Work instructions.
Each line that includes the word "point" should be copied from the records.

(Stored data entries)
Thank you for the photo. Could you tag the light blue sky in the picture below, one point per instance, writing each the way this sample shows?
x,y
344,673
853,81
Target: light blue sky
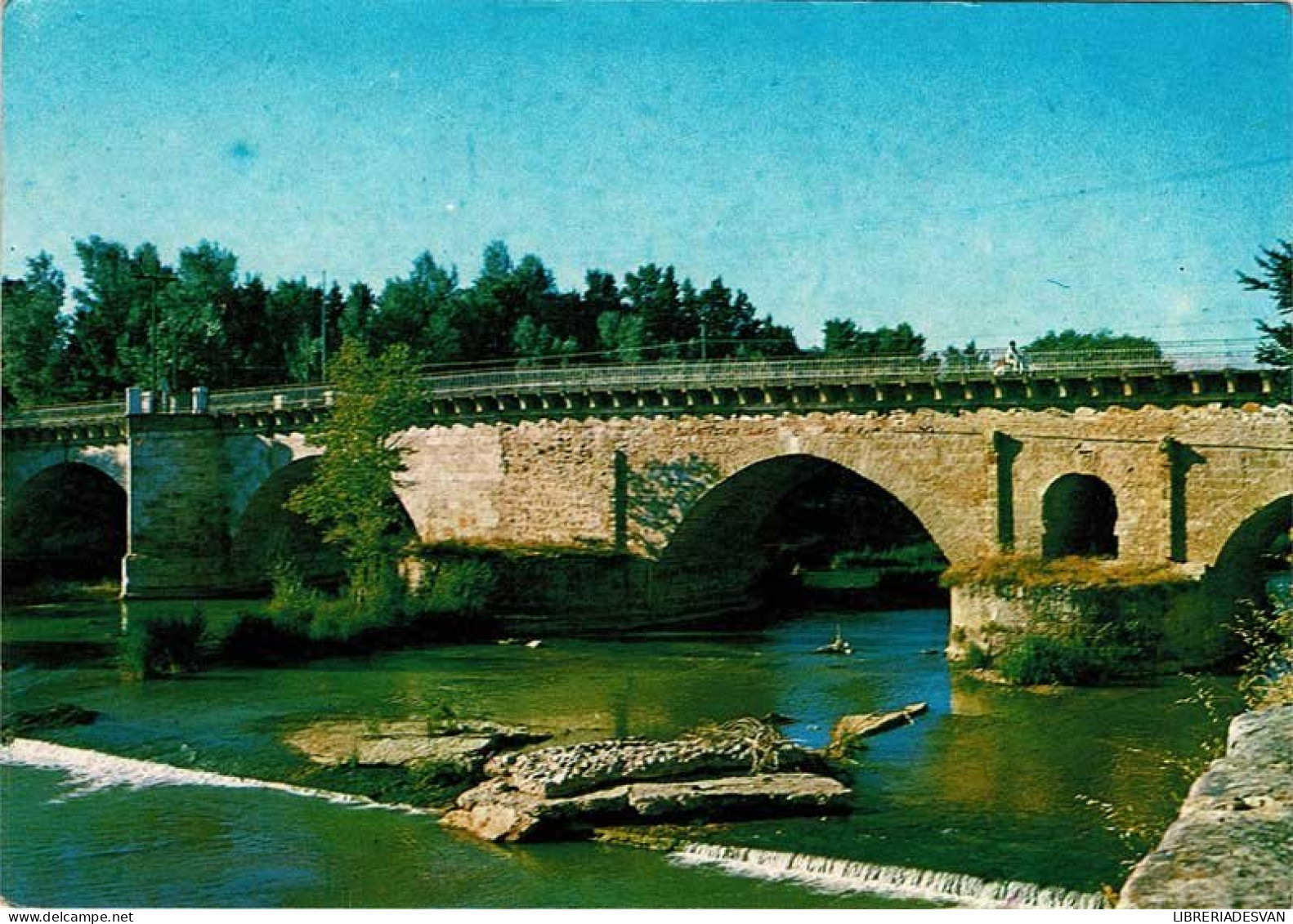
x,y
942,164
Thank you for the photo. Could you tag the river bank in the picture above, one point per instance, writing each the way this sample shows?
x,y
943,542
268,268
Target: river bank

Solution for this task.
Thank you for the photo. Could you tag the light blue sky in the picture below, one point per instance, writing each the way this sample shows?
Thank you for the photo. Could you tag the river bank in the picture above, one point per instance, writing each the way this sample shows?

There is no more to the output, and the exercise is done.